» **Reading text**
Well in any case, I purchased twenty ATmega328s from Mike down the street at Kineteka and went about soldering these onto my early prototype boards.  Afterward, I wired up my Arduino to program the bootloader onto each of these chips, and since Arduinos have been shipping with ATmega328s for a long time, this was a piece of cake.  From the Arduino IDE, I just had to select "ATmega328 on a breadboard", then "Burn Bootloader", and the deed was done.  The sketch could easily be installed onto the chip using a much cheaper FTDI module from Sparkfun.

Then, to go with my next batch of boards, I bought twenty ATmega168s from Mouser (also not very far away).  Problems befell me here because the bootloader specified when you choose that "ATmega328 on a breadboard" happens to be just a bit too big for the 168, so it won't let you install it.  I didn't have time to futz around with this since this was just before my wedding and I really wanted to show off these prototypes at the DJ's booth, so I went ahead and made more boards with the 328s and put the 168s in the drawer.

Fast-forward a few months -- I'm settled into a new house and the initial wild & crazy first 6 months of marriage have elapsed (and some contract work was finished).  I have time to look into this project again, and have since acquired the USBtinyISP to help program the bootloaders without needing to spend a whole bunch of time tediously setting up wires from the Arduino to the various pins on my boards.  I also got emboldened with thinking I could make life a little easier by using the USBtinyISP for programming the bootloader and the sketch all in one go.  However, after loading the bootloader onto the chip, the USBtinyISP simply could not write anything at all to the flash section of the chip.

» **Prompt a**
Report each line of the entries that contains the string "sign", matching case exactly.
The entries have nothing to do with the bootloader post.

» **Provided data**
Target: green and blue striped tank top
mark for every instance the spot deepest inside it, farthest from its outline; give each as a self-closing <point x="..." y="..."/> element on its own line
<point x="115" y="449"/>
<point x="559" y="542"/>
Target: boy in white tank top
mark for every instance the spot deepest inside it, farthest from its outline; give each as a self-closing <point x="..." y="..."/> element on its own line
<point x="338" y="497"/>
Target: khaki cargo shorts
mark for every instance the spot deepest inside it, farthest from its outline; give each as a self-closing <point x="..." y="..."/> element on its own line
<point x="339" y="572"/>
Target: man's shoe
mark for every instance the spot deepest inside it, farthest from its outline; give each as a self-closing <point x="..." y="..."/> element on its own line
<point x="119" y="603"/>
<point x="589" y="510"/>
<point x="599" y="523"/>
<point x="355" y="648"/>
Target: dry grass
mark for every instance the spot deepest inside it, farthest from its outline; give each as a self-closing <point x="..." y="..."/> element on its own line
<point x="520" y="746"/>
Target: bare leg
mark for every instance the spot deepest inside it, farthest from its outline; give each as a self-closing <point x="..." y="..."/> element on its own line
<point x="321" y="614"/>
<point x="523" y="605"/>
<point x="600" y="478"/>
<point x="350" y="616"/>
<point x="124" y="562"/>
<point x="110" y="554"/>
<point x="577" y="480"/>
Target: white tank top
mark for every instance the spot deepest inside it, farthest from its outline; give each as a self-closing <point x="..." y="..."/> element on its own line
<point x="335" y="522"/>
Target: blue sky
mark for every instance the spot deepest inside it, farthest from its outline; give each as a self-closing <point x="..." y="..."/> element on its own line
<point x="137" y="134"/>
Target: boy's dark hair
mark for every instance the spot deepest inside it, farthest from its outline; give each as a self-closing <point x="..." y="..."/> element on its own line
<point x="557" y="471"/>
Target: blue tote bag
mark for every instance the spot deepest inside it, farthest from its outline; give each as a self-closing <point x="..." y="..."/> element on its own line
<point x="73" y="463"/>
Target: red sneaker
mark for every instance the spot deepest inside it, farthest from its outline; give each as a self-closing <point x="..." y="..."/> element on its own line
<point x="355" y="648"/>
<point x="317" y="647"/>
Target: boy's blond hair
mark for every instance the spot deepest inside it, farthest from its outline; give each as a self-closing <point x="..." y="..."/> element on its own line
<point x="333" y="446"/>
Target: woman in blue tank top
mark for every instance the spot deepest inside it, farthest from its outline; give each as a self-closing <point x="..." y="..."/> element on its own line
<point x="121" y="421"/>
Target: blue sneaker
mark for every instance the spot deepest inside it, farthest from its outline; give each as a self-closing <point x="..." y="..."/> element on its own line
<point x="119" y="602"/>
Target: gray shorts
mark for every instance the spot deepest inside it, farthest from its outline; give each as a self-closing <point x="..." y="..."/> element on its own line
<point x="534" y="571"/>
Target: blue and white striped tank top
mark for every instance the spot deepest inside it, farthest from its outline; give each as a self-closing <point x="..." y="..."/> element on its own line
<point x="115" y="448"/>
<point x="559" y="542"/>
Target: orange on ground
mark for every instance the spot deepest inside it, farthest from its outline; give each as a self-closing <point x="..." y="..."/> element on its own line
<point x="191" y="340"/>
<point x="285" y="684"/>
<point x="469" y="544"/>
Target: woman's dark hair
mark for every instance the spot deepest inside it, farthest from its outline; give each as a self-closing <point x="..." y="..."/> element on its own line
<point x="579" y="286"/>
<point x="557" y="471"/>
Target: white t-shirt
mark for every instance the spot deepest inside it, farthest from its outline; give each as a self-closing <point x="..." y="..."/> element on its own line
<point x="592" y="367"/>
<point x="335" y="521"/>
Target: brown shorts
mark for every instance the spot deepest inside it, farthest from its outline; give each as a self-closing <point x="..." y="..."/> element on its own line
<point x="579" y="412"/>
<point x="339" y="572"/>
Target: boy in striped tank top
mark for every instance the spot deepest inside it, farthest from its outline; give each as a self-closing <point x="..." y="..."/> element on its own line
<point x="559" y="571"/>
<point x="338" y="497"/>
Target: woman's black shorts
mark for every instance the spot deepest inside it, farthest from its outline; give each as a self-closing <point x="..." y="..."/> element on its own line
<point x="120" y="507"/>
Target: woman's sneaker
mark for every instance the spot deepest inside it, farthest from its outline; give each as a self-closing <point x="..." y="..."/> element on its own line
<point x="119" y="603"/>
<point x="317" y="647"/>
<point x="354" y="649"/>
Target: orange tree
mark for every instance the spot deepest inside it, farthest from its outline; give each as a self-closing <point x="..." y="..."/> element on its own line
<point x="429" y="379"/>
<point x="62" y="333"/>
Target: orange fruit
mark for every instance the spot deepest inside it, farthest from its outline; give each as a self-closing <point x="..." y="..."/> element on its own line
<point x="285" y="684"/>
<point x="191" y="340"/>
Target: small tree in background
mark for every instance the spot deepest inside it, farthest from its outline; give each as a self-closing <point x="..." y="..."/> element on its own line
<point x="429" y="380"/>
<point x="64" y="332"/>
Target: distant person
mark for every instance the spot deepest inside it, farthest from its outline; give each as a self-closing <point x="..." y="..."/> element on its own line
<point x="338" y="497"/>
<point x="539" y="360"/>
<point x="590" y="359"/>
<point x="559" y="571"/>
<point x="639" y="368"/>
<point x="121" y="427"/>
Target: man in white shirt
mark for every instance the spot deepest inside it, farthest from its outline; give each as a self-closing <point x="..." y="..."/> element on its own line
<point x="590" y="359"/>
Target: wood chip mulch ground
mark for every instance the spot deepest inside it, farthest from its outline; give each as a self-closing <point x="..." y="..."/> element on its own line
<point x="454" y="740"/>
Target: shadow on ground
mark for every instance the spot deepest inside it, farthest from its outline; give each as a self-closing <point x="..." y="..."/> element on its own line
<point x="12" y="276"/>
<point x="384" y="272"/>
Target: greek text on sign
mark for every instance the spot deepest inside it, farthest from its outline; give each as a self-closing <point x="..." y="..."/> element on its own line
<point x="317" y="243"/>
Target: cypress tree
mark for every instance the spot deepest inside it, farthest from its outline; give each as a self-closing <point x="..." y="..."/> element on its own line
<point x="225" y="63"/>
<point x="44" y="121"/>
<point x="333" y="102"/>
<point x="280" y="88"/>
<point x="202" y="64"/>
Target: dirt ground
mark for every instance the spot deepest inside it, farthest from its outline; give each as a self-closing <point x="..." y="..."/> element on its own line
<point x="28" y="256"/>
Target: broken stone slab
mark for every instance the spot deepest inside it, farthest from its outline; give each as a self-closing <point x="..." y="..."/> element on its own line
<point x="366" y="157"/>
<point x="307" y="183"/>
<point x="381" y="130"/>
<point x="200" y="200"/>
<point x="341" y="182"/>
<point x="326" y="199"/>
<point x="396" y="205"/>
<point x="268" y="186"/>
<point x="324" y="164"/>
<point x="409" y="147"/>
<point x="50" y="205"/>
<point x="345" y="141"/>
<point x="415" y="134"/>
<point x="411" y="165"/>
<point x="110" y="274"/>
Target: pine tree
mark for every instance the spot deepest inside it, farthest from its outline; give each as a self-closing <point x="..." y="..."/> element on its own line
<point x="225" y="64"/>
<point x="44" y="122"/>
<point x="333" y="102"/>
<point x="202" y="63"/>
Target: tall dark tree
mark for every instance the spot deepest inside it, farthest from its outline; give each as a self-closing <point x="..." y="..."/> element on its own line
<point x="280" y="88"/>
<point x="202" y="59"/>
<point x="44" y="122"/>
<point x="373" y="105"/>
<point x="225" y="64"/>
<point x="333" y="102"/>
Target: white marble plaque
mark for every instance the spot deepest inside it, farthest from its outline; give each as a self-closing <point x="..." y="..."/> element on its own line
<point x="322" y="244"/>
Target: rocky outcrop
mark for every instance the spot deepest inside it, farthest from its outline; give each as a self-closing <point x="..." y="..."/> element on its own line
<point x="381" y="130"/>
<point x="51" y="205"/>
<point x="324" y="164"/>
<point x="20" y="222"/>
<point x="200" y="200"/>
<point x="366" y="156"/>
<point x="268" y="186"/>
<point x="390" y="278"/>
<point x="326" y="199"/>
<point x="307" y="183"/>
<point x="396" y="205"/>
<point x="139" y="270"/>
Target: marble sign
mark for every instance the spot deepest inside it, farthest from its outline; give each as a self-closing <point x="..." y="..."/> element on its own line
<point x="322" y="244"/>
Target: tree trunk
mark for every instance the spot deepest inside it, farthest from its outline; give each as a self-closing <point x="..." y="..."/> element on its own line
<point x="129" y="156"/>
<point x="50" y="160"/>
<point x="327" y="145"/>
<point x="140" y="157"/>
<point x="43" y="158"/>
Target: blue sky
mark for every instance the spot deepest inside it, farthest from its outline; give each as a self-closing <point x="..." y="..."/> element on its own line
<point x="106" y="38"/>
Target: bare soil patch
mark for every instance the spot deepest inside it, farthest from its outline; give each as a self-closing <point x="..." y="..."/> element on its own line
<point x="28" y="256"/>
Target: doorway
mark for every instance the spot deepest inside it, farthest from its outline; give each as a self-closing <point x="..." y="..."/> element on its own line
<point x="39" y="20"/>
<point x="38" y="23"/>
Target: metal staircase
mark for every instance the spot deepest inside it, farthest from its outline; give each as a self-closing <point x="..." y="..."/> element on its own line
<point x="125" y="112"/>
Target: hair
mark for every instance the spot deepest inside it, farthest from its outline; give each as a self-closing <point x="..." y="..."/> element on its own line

* * *

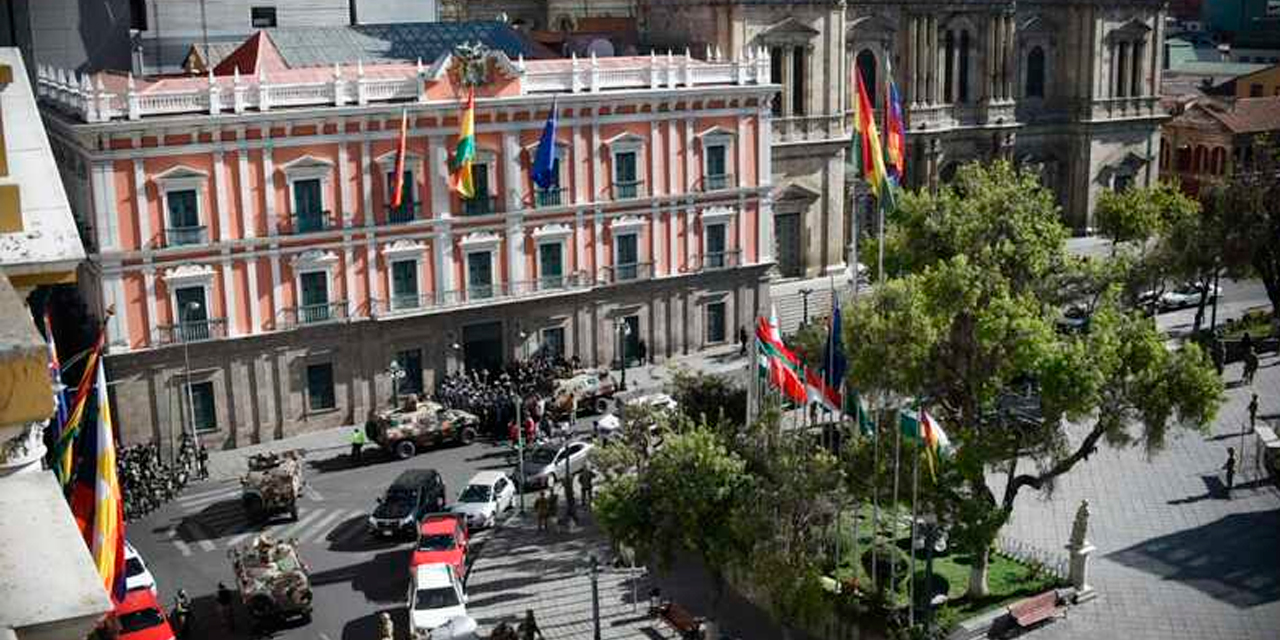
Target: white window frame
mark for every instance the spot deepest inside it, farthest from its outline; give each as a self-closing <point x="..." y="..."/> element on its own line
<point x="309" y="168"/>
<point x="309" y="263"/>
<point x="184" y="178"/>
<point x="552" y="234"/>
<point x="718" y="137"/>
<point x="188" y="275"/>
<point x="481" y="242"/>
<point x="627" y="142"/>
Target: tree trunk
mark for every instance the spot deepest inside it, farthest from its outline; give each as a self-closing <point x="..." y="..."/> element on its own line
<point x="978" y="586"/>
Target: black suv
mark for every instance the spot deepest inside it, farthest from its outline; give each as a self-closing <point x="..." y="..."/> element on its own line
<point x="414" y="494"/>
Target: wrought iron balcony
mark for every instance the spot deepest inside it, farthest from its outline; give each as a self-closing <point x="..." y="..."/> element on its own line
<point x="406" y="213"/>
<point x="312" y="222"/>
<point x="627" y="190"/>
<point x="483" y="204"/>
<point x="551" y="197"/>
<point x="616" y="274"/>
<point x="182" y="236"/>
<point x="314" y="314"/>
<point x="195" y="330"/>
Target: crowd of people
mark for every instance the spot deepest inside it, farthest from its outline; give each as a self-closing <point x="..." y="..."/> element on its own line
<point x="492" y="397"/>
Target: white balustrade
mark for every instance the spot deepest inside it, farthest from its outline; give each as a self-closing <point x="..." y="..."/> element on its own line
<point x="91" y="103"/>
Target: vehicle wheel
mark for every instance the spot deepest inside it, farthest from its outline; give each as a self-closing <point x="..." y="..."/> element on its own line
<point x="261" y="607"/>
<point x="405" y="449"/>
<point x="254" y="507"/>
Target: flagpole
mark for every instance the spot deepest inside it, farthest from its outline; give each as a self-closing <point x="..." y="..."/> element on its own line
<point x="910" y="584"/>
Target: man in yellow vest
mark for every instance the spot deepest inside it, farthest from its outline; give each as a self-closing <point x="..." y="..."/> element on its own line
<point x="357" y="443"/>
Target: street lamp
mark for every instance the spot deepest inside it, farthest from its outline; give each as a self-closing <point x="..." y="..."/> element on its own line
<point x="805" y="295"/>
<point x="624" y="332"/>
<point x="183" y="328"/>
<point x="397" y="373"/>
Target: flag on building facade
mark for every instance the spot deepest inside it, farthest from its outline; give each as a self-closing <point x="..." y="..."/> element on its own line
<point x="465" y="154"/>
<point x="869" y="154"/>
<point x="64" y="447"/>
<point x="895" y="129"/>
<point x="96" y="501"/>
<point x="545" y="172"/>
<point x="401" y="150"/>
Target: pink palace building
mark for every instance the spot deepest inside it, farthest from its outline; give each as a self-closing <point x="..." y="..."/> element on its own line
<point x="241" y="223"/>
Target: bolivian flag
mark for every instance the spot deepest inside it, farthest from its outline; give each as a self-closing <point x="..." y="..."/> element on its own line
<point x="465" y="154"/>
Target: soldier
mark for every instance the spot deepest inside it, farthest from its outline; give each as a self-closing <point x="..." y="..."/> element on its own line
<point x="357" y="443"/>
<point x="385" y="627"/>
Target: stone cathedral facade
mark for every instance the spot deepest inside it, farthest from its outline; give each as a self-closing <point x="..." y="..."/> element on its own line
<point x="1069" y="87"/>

» **Prompt b**
From the bootloader post, list each business named as the source of a part, along with the part that came from it.

» **Written reply a**
Target: greek text on sign
Target: marble sign

» **Written reply b**
- Kineteka: twenty ATmega328s
- Mouser: twenty ATmega168s
- Sparkfun: an FTDI module